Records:
━━━━━━

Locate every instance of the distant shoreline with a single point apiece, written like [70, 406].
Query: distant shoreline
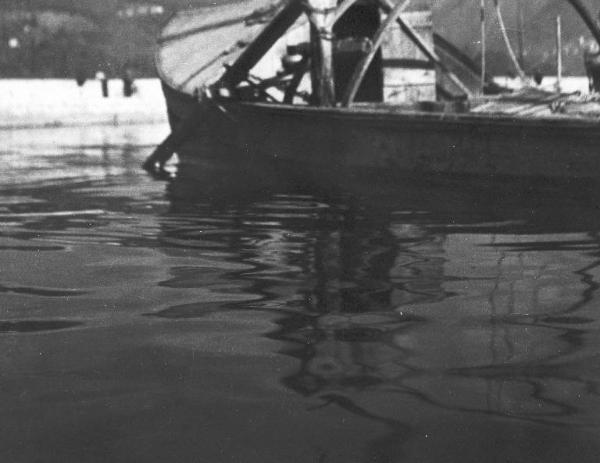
[39, 103]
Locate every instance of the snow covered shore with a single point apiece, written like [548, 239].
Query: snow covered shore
[27, 103]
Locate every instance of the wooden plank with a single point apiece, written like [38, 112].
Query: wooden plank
[388, 5]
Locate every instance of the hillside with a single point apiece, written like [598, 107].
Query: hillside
[458, 21]
[62, 38]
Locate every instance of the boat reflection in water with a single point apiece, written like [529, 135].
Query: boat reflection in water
[455, 318]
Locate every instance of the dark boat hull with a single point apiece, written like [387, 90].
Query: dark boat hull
[389, 140]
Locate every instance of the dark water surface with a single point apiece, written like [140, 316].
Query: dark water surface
[217, 320]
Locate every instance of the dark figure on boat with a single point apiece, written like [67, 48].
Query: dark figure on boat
[80, 77]
[128, 85]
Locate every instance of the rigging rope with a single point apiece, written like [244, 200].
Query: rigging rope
[511, 52]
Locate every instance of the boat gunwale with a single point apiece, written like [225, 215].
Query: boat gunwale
[397, 113]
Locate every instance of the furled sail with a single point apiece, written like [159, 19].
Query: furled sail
[196, 44]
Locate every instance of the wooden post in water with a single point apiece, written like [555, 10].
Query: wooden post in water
[558, 54]
[322, 13]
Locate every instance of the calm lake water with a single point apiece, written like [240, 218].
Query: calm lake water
[209, 319]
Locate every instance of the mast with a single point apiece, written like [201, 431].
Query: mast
[322, 15]
[558, 53]
[483, 46]
[521, 40]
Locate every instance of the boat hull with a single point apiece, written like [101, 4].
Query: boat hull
[382, 139]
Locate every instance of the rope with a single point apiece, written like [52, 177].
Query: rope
[511, 52]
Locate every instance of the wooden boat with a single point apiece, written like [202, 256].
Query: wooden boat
[358, 84]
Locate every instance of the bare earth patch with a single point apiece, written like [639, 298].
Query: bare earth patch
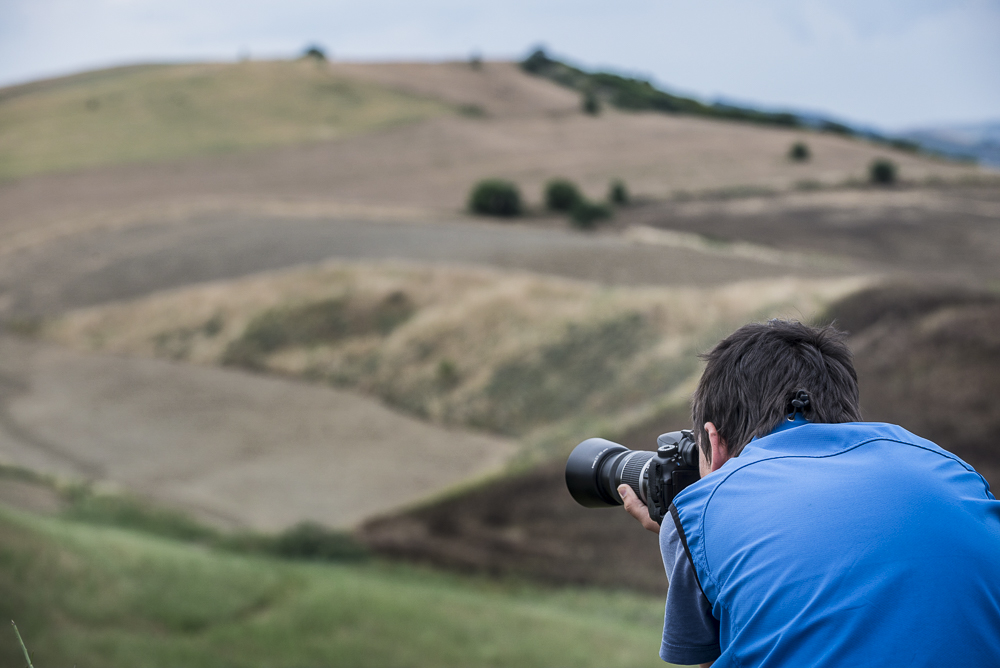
[235, 449]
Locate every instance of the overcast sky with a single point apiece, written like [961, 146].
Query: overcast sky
[890, 63]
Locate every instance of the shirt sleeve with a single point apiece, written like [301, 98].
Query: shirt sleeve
[690, 631]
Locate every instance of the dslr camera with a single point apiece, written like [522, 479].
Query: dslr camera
[596, 468]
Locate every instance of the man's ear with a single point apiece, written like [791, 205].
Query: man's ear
[720, 453]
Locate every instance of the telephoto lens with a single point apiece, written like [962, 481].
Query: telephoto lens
[596, 468]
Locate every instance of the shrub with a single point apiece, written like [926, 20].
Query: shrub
[494, 197]
[618, 193]
[799, 152]
[882, 171]
[309, 540]
[586, 215]
[562, 195]
[314, 51]
[590, 104]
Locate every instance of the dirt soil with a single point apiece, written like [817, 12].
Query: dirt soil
[234, 449]
[927, 358]
[529, 133]
[209, 439]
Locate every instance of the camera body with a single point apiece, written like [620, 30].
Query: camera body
[596, 468]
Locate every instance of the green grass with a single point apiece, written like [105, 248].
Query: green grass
[85, 595]
[156, 112]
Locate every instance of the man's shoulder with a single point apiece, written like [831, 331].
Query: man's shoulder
[792, 449]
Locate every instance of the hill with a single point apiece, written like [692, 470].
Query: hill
[162, 112]
[96, 596]
[494, 121]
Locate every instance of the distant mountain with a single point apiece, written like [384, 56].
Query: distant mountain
[636, 94]
[978, 141]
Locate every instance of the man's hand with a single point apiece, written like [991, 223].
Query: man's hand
[637, 509]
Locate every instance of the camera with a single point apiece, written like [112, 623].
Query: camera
[596, 468]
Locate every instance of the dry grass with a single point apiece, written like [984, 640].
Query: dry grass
[163, 112]
[504, 351]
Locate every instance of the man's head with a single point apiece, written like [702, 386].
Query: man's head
[752, 376]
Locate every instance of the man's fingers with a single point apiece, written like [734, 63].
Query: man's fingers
[637, 509]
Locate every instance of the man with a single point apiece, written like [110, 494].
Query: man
[814, 539]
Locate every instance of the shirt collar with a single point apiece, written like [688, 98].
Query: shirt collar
[786, 424]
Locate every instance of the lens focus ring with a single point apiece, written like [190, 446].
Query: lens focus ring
[631, 472]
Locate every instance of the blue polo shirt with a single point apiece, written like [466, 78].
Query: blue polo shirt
[844, 545]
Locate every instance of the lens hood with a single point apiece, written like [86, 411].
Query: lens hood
[583, 472]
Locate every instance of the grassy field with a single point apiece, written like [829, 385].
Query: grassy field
[85, 595]
[503, 351]
[156, 112]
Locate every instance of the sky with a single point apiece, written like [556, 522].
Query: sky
[890, 64]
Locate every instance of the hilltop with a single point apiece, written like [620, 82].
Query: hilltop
[401, 139]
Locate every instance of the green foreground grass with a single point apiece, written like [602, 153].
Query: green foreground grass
[86, 595]
[157, 112]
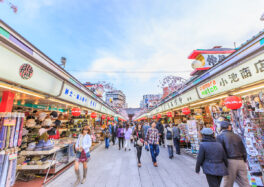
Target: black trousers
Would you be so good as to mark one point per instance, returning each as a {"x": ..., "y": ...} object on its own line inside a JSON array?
[
  {"x": 121, "y": 141},
  {"x": 214, "y": 181},
  {"x": 139, "y": 152},
  {"x": 113, "y": 139},
  {"x": 161, "y": 140}
]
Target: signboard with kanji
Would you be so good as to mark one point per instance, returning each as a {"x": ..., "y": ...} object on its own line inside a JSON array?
[{"x": 244, "y": 74}]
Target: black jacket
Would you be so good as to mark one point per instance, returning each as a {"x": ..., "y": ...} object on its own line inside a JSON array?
[
  {"x": 160, "y": 128},
  {"x": 233, "y": 145},
  {"x": 211, "y": 157}
]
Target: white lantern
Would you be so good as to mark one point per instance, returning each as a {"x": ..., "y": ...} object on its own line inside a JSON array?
[{"x": 197, "y": 64}]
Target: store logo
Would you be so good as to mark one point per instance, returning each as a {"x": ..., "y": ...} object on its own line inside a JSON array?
[{"x": 26, "y": 71}]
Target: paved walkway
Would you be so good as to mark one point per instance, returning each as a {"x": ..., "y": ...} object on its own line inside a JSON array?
[{"x": 114, "y": 168}]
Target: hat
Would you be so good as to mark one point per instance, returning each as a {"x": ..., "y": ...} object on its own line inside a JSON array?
[
  {"x": 54, "y": 114},
  {"x": 224, "y": 124},
  {"x": 207, "y": 131}
]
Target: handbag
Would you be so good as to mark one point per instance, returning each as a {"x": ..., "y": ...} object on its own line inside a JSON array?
[
  {"x": 140, "y": 141},
  {"x": 83, "y": 157}
]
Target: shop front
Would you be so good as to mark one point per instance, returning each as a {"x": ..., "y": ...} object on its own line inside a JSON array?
[{"x": 42, "y": 111}]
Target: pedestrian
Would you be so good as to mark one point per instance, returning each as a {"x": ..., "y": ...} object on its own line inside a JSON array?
[
  {"x": 145, "y": 128},
  {"x": 120, "y": 136},
  {"x": 82, "y": 148},
  {"x": 177, "y": 138},
  {"x": 114, "y": 131},
  {"x": 212, "y": 158},
  {"x": 236, "y": 156},
  {"x": 152, "y": 139},
  {"x": 169, "y": 139},
  {"x": 139, "y": 138},
  {"x": 107, "y": 136},
  {"x": 128, "y": 133},
  {"x": 160, "y": 128}
]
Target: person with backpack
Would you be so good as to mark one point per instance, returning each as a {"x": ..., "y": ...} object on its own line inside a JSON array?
[
  {"x": 176, "y": 138},
  {"x": 107, "y": 135},
  {"x": 212, "y": 158},
  {"x": 169, "y": 139},
  {"x": 128, "y": 132}
]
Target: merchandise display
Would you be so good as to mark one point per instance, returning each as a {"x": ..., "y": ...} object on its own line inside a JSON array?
[{"x": 11, "y": 125}]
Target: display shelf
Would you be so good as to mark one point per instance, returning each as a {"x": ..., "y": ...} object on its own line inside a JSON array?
[
  {"x": 28, "y": 153},
  {"x": 34, "y": 167}
]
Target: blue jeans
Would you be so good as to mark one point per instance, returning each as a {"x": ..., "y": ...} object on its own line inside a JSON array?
[
  {"x": 106, "y": 142},
  {"x": 170, "y": 150},
  {"x": 176, "y": 142},
  {"x": 154, "y": 151}
]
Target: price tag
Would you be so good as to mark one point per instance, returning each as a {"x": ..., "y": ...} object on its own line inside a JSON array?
[
  {"x": 13, "y": 156},
  {"x": 9, "y": 122}
]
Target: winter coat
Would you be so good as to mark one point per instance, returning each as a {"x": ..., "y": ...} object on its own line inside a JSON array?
[
  {"x": 128, "y": 133},
  {"x": 232, "y": 144},
  {"x": 120, "y": 133},
  {"x": 176, "y": 132},
  {"x": 160, "y": 128},
  {"x": 211, "y": 157},
  {"x": 168, "y": 142}
]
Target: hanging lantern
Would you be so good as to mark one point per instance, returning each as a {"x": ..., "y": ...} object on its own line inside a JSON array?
[
  {"x": 233, "y": 102},
  {"x": 76, "y": 111},
  {"x": 186, "y": 111},
  {"x": 93, "y": 115},
  {"x": 169, "y": 114}
]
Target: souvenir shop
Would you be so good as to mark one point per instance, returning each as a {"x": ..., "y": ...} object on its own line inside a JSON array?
[
  {"x": 232, "y": 90},
  {"x": 42, "y": 110}
]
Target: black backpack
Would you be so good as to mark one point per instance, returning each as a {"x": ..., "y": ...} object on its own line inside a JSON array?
[{"x": 169, "y": 135}]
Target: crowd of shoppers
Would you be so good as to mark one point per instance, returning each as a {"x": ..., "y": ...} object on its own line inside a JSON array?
[{"x": 222, "y": 157}]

━━━━━━

Exactly and only the lines from the line containing "Target: winter coat" through the last line of the entries should be copied, both ends included.

*Written answer*:
Target: winter coat
Would you be so good as to mark one point per instance, returning each as a {"x": ..., "y": ...} object on its own line inside a JSON array?
[
  {"x": 128, "y": 133},
  {"x": 232, "y": 144},
  {"x": 120, "y": 133},
  {"x": 176, "y": 132},
  {"x": 160, "y": 128},
  {"x": 211, "y": 157},
  {"x": 168, "y": 142}
]
Target: hanging lantern
Would you be so good as to mark one point per instance, returning each as a {"x": ..., "y": ...} object on its own line inside a JSON array?
[
  {"x": 233, "y": 102},
  {"x": 76, "y": 111},
  {"x": 186, "y": 111},
  {"x": 93, "y": 115},
  {"x": 169, "y": 114}
]
Target: souvenir shop
Would you be so good as to mark one point per instance, returning each as a {"x": ..., "y": ...} object on its own line inside a JSON array?
[
  {"x": 232, "y": 90},
  {"x": 42, "y": 110}
]
Target: black backpack
Would you be so good as to mark one point per instance, returning each as a {"x": ..., "y": ...} object on its own line inside a JSON array?
[{"x": 169, "y": 135}]
Target: crowd of shoppers
Would you be so good as to mark one point per instance, returning each as a {"x": ..., "y": ...} object on its own line inside a JSON array?
[{"x": 222, "y": 157}]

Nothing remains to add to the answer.